[Dataset entries]
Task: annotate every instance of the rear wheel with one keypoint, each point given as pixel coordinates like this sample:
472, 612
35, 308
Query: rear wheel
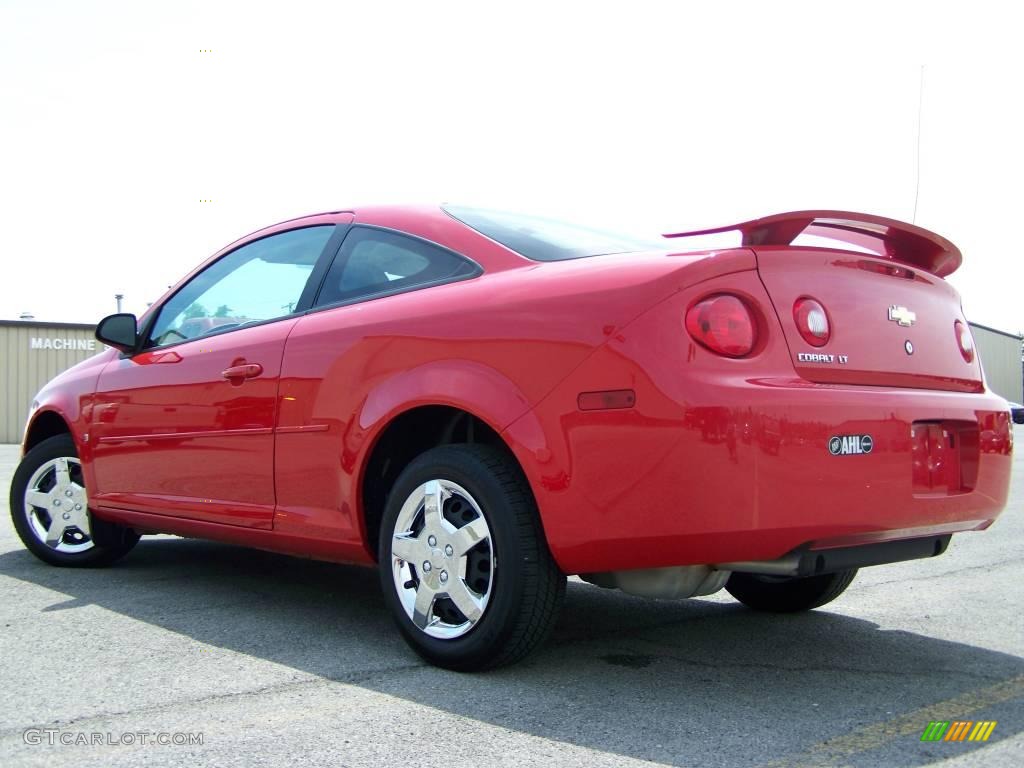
49, 507
787, 594
464, 564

→ **PROMPT**:
Could you restate every record above word for word, dropping the pictures?

→ **RESULT BELOW**:
Task: annotate every instance of the rear wheel with one keypoint, each point given as pixel coordinates like this sample:
472, 612
35, 308
Query: rear wheel
49, 507
787, 594
464, 564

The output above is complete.